<<<<
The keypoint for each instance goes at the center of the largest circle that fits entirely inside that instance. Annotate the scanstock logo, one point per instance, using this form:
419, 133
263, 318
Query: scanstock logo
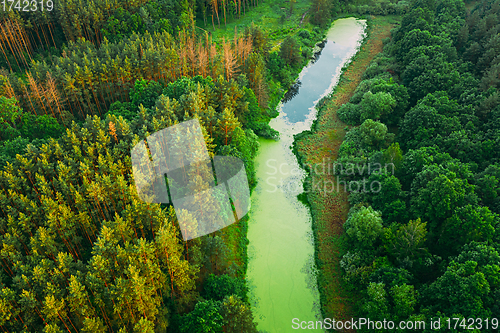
172, 166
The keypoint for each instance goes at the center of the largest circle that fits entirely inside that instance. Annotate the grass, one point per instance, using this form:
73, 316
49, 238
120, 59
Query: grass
>>>>
:: TASK GOAL ::
Would you set down every line of the data above exactly, skipping the pictures?

:: EXERCISE ANSWER ::
The keypoint for each instance goes at the center of the largest circle that fits entirely inside that instance. Annotate the scanstock logo, one point per instance, using this form:
419, 133
263, 318
Query: scanstock logo
172, 166
The keypoint for each instance goes at the center of the largest circle that fits entirely inside that instance. Annotate the grass, one point per instance, using this form:
73, 316
49, 238
120, 59
Query: grass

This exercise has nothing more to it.